▶

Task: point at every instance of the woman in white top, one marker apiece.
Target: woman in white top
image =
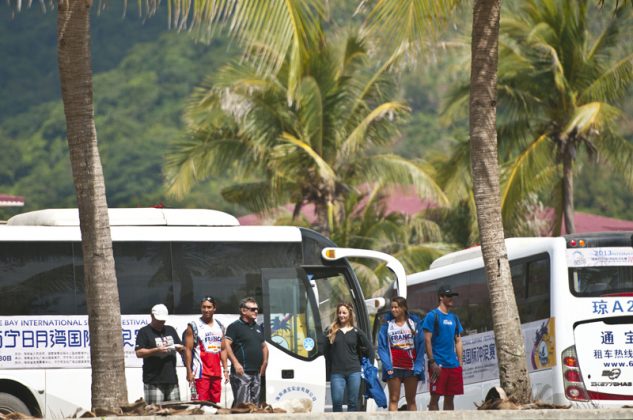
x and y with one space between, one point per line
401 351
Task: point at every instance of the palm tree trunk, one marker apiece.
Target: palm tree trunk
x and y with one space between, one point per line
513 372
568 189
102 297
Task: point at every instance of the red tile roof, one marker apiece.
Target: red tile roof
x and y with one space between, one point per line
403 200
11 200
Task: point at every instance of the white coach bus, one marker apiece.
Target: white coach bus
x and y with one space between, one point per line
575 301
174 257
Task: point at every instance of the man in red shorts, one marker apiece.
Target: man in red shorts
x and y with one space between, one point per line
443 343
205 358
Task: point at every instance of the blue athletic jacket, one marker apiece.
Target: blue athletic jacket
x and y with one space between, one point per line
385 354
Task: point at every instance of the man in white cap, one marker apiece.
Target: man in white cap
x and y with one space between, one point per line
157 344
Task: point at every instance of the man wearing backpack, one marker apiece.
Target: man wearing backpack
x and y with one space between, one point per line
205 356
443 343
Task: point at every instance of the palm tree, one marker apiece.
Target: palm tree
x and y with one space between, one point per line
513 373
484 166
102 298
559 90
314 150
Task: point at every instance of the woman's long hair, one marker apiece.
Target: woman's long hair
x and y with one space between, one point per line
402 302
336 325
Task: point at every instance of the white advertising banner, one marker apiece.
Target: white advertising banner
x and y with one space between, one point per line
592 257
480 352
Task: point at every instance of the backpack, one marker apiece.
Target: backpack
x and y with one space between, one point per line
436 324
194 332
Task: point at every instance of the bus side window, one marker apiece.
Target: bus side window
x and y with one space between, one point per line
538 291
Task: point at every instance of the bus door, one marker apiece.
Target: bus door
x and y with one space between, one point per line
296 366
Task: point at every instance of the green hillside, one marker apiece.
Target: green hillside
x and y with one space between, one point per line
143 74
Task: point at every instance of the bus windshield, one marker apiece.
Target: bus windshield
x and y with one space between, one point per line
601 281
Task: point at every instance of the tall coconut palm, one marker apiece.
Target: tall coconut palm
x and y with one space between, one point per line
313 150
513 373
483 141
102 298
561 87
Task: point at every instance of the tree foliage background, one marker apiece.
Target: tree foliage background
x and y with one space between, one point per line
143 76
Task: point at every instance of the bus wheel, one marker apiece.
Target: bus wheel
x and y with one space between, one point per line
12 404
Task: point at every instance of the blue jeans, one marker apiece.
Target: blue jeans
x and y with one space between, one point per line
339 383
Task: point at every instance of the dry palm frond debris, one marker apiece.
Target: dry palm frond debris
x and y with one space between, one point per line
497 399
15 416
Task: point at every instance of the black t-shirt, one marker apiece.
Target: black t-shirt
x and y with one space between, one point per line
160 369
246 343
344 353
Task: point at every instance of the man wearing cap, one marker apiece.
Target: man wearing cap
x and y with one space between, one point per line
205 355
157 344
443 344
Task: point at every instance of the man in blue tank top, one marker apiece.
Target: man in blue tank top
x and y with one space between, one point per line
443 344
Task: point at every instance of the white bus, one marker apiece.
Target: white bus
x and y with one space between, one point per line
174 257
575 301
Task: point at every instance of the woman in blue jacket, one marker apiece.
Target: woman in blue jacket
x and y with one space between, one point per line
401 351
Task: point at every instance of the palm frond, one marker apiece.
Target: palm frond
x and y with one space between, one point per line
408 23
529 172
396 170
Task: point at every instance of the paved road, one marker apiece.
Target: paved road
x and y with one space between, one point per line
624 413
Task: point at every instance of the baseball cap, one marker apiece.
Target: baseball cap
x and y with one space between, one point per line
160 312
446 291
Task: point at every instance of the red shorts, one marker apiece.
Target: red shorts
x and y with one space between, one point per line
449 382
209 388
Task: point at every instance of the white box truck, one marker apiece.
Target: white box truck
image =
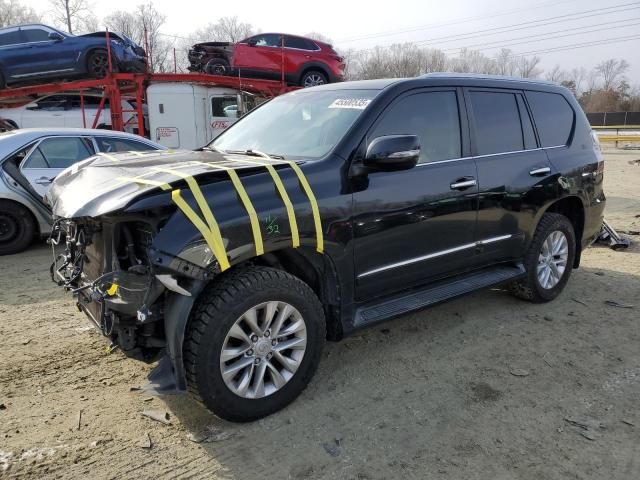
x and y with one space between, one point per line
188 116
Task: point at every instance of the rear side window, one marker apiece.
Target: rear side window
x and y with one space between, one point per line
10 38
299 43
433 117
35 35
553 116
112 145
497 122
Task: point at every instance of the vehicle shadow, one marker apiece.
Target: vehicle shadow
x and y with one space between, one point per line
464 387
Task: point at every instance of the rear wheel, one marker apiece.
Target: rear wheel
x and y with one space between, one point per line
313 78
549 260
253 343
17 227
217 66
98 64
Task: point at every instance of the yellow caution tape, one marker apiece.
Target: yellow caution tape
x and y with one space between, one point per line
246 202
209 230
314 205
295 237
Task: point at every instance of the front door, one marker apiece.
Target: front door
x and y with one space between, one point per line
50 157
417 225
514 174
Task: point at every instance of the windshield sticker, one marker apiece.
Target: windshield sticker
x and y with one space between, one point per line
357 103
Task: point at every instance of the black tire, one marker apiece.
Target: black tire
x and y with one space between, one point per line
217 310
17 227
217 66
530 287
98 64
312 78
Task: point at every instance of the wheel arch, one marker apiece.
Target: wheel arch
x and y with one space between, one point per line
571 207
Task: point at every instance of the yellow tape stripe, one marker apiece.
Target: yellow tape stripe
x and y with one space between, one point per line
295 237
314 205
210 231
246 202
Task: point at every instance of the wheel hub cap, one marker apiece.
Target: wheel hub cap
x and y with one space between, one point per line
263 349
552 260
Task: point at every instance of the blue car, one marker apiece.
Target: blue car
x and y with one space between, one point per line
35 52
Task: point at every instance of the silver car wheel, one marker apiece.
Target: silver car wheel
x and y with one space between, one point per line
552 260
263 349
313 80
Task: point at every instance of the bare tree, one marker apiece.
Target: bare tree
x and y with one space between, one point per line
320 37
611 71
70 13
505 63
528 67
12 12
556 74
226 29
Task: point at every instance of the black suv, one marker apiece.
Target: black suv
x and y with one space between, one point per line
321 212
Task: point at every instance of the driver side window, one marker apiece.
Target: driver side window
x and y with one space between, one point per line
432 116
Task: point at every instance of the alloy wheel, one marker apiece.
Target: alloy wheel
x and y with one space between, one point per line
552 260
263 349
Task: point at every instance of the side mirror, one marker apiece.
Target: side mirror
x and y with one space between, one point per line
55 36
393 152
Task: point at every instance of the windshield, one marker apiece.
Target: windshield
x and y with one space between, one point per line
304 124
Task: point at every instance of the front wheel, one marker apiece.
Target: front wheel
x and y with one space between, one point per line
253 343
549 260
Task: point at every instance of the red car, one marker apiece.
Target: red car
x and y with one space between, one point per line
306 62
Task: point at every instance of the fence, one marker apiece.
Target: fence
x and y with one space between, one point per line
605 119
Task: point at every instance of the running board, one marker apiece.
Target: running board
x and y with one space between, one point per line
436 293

◀

**DIRECTIONS FOR THIS TASK:** Write out the entries above word for word. Do not include the pictures.

**TASK OUTPUT:**
Task: point at every instance of the woman in white top, one marker apiece.
Target: woman in white top
image =
x and y with one space between, one point per line
401 351
Task: point at every instance of the palm tree trunk, one marker apiece.
Target: palm tree trunk
x and y with one space between, one point per line
513 372
568 189
102 297
Task: point at every instance of the red tile roof, one marker apiece.
Target: red tile roof
x and y with one space between, one point per line
403 200
11 200
Task: point at every instance of the white coach bus, one marker apiece.
Target: white coach bus
x and y with one space between, one point per line
575 301
174 257
Task: point at every instance of the man in red shorts, one marker apiece.
Target: man in red shorts
x and y with one space between, one point per line
443 343
205 358
Task: point at every instance of the blue athletic jacket, one marker apiece.
Target: blue athletic jacket
x and y with one space between, one point per line
385 354
Task: point at every instance of the man in white cap, one marker apiece.
Target: man in white cap
x and y with one space between, one point per line
157 344
Task: point at every instance of the man wearing backpack, one marker apiece.
Target: man wearing backpack
x and y with one space between, one point per line
205 356
443 343
Task: point at every instance of the palm tree, one marker apiece.
Target: palm tree
x and y with one space between, one point per line
513 373
484 166
102 298
559 90
314 150
Task: point at every instance of the woman's long hair, one marker apiece.
Target: woman's long hair
x and y with one space between, one point per line
402 302
336 325
Task: point at every instance of the white advertising banner, one marker apiece.
Target: white advertising banner
x and y with one space between, one point per line
592 257
480 352
Task: point at every instance of the backpack, one marker apiece.
Target: backpack
x and y with one space between, one point per line
436 324
194 332
Task: point at every instance of the bus side window, one marker apiece.
Target: bus side window
x and y with one space between, one point per line
538 291
Task: point at every instance of the bus door, one marker apiece.
Target: bus door
x and y with one space between, one point per line
296 366
Task: point at every instance of the green hillside, one marker apiece.
Target: green hillside
x and y with one space between, one point per line
143 74
Task: point at every instance of the bus windshield, one marker apiece.
Target: bus windshield
x and y with one space between, one point per line
601 281
Task: point at every instance of the tall coconut palm, one marker apiece.
Target: tall coconut palm
x and y with one space between, one point per line
313 150
513 373
483 141
102 298
561 87
Task: point at every instance of the tree foliage background, one marker apiece.
Target: tree foliage background
x and y with one space between, one point per line
143 76
Task: point at every instance of the bus wheel, one marker apiece.
Target: bus wheel
x and y with one space between, one point per line
12 404
Task: point at every instance of the blue jeans, one marker apiece.
Target: blue jeans
x and y with one space between, one point per line
339 383
Task: point at every instance of the dry palm frond debris, one marker apiece.
Target: dry palm frond debris
x and y with one space between, one point per line
497 399
15 416
Task: point at every instance of the black t-shirt, one marker apiece.
Target: black t-shirt
x and y with one space between, one point per line
160 369
246 343
344 353
Task: point at every instance of the man wearing cap, one marker apiece.
Target: man wearing cap
x and y with one space between, one point per line
205 355
157 344
443 344
Task: point at every instance of the man in blue tank top, one marker apiece.
Target: man in blue tank top
x and y with one space between, one point per line
443 344
Task: point at every instance of the white bus, one marker apiece.
Target: white bus
x and y with one space between, one point per line
174 257
575 301
Task: point at every instance of the woman in blue jacket, one marker apiece.
Target: woman in blue jacket
x and y with one space between, one point per line
401 351
Task: point at every instance of the palm frond, one marker apiece.
Target: palm frond
x and y with one space between, one point per line
408 23
529 172
396 170
Task: point at every instance of the paved road, one marker apiece.
Target: paved road
x and y with one space between, one point per line
624 413
Task: point at every instance of the baseball cap, one marker apiece.
Target: baseball cap
x and y with one space between, one point per line
160 312
446 291
Task: point at every instance of the red shorts, one marker apiece.
Target: red shorts
x and y with one space between, one point per line
449 382
209 388
Task: point at every instance of the white box truck, one marker apiece.
Target: white box truck
image =
x and y with one space between, one point per line
188 116
Task: point at every instance of the rear side window, one marker apiece.
Target: rear side window
x and y with one space between, one point per line
10 38
299 43
433 117
35 35
553 116
112 145
497 122
Task: point at every instance of the vehicle shadow, one marker apiece.
Target: vehicle shadow
x and y with one space between, one point per line
464 387
Task: point at every instance of the rear wheel, one marker apiece.
Target: rear wheel
x and y with one space between, one point per line
313 78
549 260
253 343
17 227
217 66
98 64
Task: point at every instance of the yellow caution tape, one marker apiece.
Target: yellow caution tape
x and y with one space between, one point per line
246 202
209 230
314 205
295 237
Task: point at every instance of the front door, one marker apiece.
Target: front door
x and y with one space between, one point per line
50 157
417 225
514 174
Task: point at every instance of the windshield sticker, one marker apiece.
Target: windshield sticker
x and y with one space between, one point per line
357 103
Task: point at every instance of the black tire, one marker apiece.
Target: black tire
x and y with one space between, one point per line
217 310
17 227
217 66
530 287
98 64
312 78
Task: point at every instance of the wheel arch, one marker apiece.
Target: wheel arch
x and y with one space between, one point per line
571 207
Task: point at every instance of the yellow tape stripe, one marker apiece.
Target: yellow tape stripe
x and y with one space between, one point per line
295 237
314 205
210 231
246 202
Task: point at every instance of the wheel hub cap, one marker apiece.
Target: wheel hub cap
x and y with one space between, one point per line
263 349
552 260
Task: point at every instance of the blue car, one marker apiece.
Target: blue car
x and y with one space between, one point per line
35 52
Task: point at every instance of the silver car wheel, one marker apiece.
Target: silver car wheel
x and y with one space between, one point per line
552 260
263 349
313 80
Task: point at every instance of the bare tree, one marker apiece.
Target: bare tree
x and y with one space between, one point per line
320 37
611 71
70 13
505 63
528 67
12 12
556 74
226 29
Task: point at every instance of the black suv, one marker apiece.
Target: black suv
x and y with one space between, one point per line
321 212
Task: point at every instance of the driver side window, one marker apiece.
Target: driver side window
x and y with one space between, one point per line
432 116
Task: point at every instance of the alloy wheel, one marker apiece.
Target: alloy wheel
x and y with one space between, one point per line
552 260
263 349
Task: point at every instance of the side mirror, one marker apiece.
Target: side mirror
x and y with one space between, one point per line
55 36
393 152
Task: point at every instance of the windshield, one marker apiece.
Target: windshield
x and y with one space between, one point per line
304 124
Task: point at every instance of the front wheel, one marker apiece.
Target: front wheel
x and y with one space between, one point per line
253 343
549 260
Task: point at every instance of the red car, one marker apiece.
Target: red car
x and y with one space between, one point per line
306 62
Task: point at every instance of the fence, one marker apiece.
Target: fence
x and y with one space between, one point per line
605 119
Task: point at every instance of the running board, one marker apiece.
Target: running board
x and y with one space between, one point per line
436 293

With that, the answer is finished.